# GIVEN ENTRIES
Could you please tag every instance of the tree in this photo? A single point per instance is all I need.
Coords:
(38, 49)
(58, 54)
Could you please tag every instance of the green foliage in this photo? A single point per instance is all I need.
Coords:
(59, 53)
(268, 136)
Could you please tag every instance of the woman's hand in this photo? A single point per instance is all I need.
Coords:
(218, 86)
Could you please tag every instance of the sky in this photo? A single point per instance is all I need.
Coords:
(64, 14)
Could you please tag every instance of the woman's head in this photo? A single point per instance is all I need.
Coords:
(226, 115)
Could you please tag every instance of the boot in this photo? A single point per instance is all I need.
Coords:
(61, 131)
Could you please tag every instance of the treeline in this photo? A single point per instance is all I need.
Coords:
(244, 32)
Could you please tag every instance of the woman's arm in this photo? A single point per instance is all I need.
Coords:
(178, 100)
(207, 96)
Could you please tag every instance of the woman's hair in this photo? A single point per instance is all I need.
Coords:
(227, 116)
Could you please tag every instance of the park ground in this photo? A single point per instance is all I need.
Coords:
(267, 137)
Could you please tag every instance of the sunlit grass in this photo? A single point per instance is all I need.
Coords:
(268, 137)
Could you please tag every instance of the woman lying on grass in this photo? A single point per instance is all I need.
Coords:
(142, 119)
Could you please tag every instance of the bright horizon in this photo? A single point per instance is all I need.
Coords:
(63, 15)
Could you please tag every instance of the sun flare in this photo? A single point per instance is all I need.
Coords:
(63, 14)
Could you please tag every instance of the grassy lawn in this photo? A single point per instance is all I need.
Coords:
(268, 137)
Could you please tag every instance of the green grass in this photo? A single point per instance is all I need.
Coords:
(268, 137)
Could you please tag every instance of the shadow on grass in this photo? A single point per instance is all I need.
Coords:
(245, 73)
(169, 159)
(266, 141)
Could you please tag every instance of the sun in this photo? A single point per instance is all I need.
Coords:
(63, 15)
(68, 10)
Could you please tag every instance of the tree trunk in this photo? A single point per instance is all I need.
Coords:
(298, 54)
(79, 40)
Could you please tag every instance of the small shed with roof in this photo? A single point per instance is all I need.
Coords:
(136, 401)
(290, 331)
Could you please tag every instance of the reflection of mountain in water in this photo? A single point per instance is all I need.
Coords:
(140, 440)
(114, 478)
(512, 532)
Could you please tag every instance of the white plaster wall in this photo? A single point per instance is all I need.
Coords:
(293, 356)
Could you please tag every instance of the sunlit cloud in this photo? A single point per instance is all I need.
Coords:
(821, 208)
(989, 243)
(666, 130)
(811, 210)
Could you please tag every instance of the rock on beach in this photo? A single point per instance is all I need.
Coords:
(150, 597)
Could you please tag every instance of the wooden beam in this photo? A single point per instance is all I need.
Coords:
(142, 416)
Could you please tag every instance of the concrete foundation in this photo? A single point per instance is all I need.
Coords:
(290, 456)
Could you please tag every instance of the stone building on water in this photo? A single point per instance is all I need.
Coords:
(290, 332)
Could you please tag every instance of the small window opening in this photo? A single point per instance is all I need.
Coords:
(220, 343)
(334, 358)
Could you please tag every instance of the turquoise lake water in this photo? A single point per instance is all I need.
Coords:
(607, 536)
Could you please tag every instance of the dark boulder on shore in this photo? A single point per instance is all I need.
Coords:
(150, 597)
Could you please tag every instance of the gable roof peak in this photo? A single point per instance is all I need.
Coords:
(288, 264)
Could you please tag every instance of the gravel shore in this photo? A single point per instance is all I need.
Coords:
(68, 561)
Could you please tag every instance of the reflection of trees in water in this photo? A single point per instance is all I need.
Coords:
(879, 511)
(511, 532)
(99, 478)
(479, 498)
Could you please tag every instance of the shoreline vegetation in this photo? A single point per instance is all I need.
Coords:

# WHAT TO DO
Retype all of the records above, word for word.

# SOLUTION TO THIS PROBLEM
Could you please tag every instance of the tree in this photo? A single point per instance is all I need.
Coords:
(38, 49)
(58, 54)
Could you please tag every instance of the green foliage in this photo? A single point per instance is all I need.
Coords:
(59, 53)
(268, 136)
Could you please tag every instance of the woman's hand in this photo? A single point per instance is all I need.
Coords:
(218, 86)
Could you please tag every instance of the sky in this photo? A single point per instance is all I need.
Coords:
(64, 14)
Could you please tag every instance of the woman's head in this photo? A single point per instance is all I need.
Coords:
(226, 115)
Could you please tag every instance of the boot in this photo? A single point per instance is all I need.
Coords:
(61, 131)
Could you please tag every instance of the treeline in this photo? A single point per instance is all I need.
Coords:
(244, 32)
Could you please tag every instance of the woman's arm in this photo? A single point per instance is all I need.
Coords:
(178, 100)
(207, 96)
Could you please tag every instance of the woman's hair in this photo? A single point per instance is all I need.
Coords:
(227, 116)
Could you please tag every instance of the park ground in this photo? A single point per instance is all I need.
Coords:
(267, 137)
Could you please tag every instance of the sunlit grass in this photo? A single point per instance is all I need.
Coords:
(268, 137)
Could you please tag every instance of the woman lying on grass in this photo? A single point per instance is all I need.
Coords:
(142, 119)
Could you please tag every instance of the bright horizon in this photo? A single point per instance is all I need.
Coords:
(63, 15)
Could you please tag every instance of the sun flare in this photo? A single point per instance is all I need.
Coords:
(63, 14)
Could you please tag every instance of the grassy lawn in this photo? A single point per instance is all I need.
Coords:
(268, 137)
Could you please tag every instance of the green grass in this photo? A single point per instance is all I need.
Coords:
(268, 137)
Could you please tag every instance of the shadow on grass in this photo? A single point per instance is all I need.
Coords:
(245, 73)
(169, 159)
(266, 141)
Could you please tag every instance of the sun in this photo? A single point per instance is all I need.
Coords:
(63, 15)
(68, 10)
Could you please tag every instance of the tree trunk in this photo? A single point per instance is all I need.
Coords:
(298, 54)
(79, 40)
Could you please tag every instance of the small shed with roof in this photo? A single point per instance is all I need.
Coords:
(136, 401)
(290, 331)
Could you please tag every instance of the reflection of mountain in water in this photo? A single point per instance is all I need.
Coords:
(140, 440)
(114, 478)
(512, 532)
Could you please tag every instance of the white plaster wall in this photo? A single point per instance is all I need.
Coords:
(293, 356)
Could you please tag every instance of the sunlit cloud in this photo? A single point per instance is all I need.
Coords:
(821, 208)
(989, 243)
(666, 130)
(811, 210)
Could you please tag every instance of the rock on beach in this photo? A single point per instance is all I need.
Coords:
(150, 597)
Could you please tag every instance of the wooden beam in this photo? A single point per instance is all I need.
Coords:
(142, 416)
Could you please tag every instance of the concrete foundation in this photo? A single point per instance is all I need.
Coords:
(290, 456)
Could you please tag every instance of the stone building on water in this photo? A single point per instance is all I need.
Coords:
(290, 332)
Could you please tag every instance of the small window opening in this photo? A single point per instance is all I need.
Coords:
(220, 343)
(334, 358)
Could you please tag every instance of the turquoise lake water in this photo? A single point per instance is all I need.
Coords:
(607, 536)
Could you please tag every instance of the dark boulder on shore in this photo? A single point per instance is all I need.
Coords:
(150, 597)
Could you please tag every instance of the gable roof peak in this photo? A single point per instance is all I need.
Coords:
(288, 264)
Could you please tag every instance of the gravel shore in this photo? A single point per instance is all I need.
Coords:
(68, 561)
Could you please tag every instance of the reflection of trees in water in this photo? A single point per instance is all I need.
Coords:
(879, 511)
(511, 532)
(99, 478)
(479, 498)
Could you please tag every instance of the shoreline vegetation in this photo? A single point per instance is all I need.
Coords:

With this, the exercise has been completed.